_Document section_
::::::::::

As you wrote, that may conflict with using radiation pressure for
deceleration.
Lets throw some numbers at this problem:
* How to get from lunar surface to earth-sun L1.. trivial
A linear boost of some 2.6 km/s will do the job, taking about a month to
get there, at very low resultant velocity.
* How much dust will you need?
To block just ONE PERCENT of sunlight, you need to block some 1.35
million square kilometers.
Assuming you grind down your regolith to about cement-dust scale (10 nm
grain size), you will need some 53 million metric tons. In addition, at
this dust size, solar radiation pressure is quite significant, imparting
some 250 m/s of acceleration per day. If you plan your trajectory well,
you could have your dust linger in a usefull region for up to a week, so
you only need to be able to sling 200 million tons of material delivered
per month. Not too practical.
Increasing the dust particle size fixes your solar pressure problem, but
increases the initial mass required as the cube of the particle size..
1mm grains would be stabile, but mass required is some 4.6e12kg
For comparison: the cooling effect caused by mount Pinatubo's eruption
ejected some 500 million tons of dust and, more significant to the
cooling issue, some 20 million tons of SO2. The earth's
gravity+atmosphere neatly contains this material from scattering, until
normal weather effects wash them from the air, which takes some months.
Conclusion: If you want to block the sunlight from reaching earth
surface, you need to keep your solution close to earth. On or just above
the surface, like volcanoes do, or at most in LEO where you have control
over its location. And given the sheer mass required for any meaningfull
shading, space is just not an option.
Good post. I think your conclusions are correct.

::::::::::

_Record extracts_
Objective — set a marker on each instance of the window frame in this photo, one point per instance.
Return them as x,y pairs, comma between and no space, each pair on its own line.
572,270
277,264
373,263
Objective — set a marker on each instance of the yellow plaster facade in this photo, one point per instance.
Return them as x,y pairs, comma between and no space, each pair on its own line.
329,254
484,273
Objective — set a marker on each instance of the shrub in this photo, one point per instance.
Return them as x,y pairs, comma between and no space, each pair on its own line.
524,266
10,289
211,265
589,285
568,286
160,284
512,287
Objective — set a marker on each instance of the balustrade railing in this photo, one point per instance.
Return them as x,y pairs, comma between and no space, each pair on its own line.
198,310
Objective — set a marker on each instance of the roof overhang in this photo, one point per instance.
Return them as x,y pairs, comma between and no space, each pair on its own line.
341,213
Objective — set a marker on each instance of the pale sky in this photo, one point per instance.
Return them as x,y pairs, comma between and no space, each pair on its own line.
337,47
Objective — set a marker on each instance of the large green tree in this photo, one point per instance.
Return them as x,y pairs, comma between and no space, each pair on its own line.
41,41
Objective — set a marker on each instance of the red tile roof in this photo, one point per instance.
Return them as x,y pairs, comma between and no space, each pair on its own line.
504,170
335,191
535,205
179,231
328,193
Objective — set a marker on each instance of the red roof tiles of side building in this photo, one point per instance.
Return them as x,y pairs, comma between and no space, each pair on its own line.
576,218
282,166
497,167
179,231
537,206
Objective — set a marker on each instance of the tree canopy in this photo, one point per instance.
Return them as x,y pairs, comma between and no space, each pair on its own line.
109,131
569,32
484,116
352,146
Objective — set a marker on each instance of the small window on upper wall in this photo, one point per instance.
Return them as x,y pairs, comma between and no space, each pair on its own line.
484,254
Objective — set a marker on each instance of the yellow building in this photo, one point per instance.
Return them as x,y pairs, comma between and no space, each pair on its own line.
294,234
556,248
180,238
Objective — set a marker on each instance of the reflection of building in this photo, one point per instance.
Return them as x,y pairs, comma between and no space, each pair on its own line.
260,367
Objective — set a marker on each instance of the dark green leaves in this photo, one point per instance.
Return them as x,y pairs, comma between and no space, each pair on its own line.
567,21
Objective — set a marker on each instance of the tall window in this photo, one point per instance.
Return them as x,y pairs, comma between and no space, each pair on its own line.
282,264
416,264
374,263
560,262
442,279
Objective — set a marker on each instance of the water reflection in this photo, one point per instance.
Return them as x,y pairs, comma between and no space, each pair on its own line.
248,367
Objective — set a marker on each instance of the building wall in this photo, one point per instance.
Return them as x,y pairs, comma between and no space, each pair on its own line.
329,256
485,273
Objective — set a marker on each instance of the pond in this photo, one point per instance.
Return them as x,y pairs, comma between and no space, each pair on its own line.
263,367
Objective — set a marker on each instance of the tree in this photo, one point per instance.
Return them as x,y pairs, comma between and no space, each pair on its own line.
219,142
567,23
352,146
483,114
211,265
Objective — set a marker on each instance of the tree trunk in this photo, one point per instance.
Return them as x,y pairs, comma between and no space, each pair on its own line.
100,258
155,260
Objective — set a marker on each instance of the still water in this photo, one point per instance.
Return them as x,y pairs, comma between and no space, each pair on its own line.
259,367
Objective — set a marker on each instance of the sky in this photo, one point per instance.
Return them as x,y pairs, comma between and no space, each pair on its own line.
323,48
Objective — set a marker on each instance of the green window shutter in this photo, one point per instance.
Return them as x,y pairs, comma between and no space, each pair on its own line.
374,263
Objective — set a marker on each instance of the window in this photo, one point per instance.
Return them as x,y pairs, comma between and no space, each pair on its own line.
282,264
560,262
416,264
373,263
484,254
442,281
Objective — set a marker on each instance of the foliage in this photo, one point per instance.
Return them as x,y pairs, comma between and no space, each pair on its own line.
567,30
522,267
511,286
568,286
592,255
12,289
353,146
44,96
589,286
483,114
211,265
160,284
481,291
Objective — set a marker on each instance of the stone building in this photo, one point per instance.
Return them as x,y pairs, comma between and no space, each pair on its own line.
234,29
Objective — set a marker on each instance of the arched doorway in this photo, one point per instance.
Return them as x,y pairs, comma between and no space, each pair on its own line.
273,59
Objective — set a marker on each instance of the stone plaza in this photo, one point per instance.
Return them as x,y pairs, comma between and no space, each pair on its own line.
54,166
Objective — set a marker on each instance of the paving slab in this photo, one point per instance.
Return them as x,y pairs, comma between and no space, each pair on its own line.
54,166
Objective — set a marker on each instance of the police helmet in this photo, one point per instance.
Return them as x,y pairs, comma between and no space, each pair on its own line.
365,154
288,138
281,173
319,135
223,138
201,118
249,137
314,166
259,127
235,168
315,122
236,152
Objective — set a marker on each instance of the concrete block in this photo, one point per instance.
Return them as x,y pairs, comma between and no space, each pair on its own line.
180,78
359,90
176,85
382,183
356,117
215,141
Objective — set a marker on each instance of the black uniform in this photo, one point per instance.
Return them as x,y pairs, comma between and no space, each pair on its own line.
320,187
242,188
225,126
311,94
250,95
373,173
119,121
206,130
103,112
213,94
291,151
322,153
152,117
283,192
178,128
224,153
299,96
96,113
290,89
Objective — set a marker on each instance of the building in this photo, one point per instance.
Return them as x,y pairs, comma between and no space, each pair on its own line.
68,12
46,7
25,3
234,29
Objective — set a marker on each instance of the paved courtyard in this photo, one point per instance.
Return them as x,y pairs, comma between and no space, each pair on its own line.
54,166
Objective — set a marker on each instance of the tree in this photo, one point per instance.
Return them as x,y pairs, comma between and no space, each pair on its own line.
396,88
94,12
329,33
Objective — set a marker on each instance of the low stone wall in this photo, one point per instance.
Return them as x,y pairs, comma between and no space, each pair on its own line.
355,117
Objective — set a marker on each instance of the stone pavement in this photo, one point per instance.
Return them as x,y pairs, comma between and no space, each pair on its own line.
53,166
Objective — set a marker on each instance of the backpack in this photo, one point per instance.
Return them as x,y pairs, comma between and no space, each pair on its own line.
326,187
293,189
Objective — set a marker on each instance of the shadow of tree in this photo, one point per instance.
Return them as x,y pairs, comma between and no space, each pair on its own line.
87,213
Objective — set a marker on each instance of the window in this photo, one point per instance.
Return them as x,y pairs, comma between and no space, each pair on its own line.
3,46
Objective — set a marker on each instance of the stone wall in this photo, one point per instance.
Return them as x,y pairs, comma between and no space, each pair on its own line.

::::::::::

_Exercise_
Pick up the discussion of shading Earth with lunar dust from its last sentence and continue it. The data have no connection to the text on shading Earth with lunar dust.

_The answer_
Though the idea of using lunar materials propelled
from it's surface is always interesting, such as,
http://en.wikipedia.org/wiki/Mass_driver
Part of the idea floated in Project Constellation is
to use the Moon as a springboard to Mars and
beyond, and I've read a few ideas on the subject
that seem borderline sci-fi, or economically harsh.
Backup to 1975, and consider the state of the
PC (personal computer), and there was a lot of
hand waving and maybe's, then 25 years later,
from a toy to a mammoth industry.
The Moon might be like that.
Ken
OK. (This assumes a grain blocks its geometric area, but it actually
blocks a factor of two more because of scatttering, but we won't
worry about that.)
> Assuming you grind down your regolith to about cement-dust scale (10 nm
> grain size), you will need some 53 million metric tons.
But I don't get this. The area is 1.35E12 m^2, and the area of one
grain is 8E-17 m^2, so the number of grains needed is 1.7E28. Each
grain has a volume of 5E-25 m^3 and (at density = 3 g cm^-3) mass of
1.6E-27 kg for total mass 27000 tonnes. What am I doing wrong?
Whether this (if correct) is small enough to make the idea feasible,
I don't know.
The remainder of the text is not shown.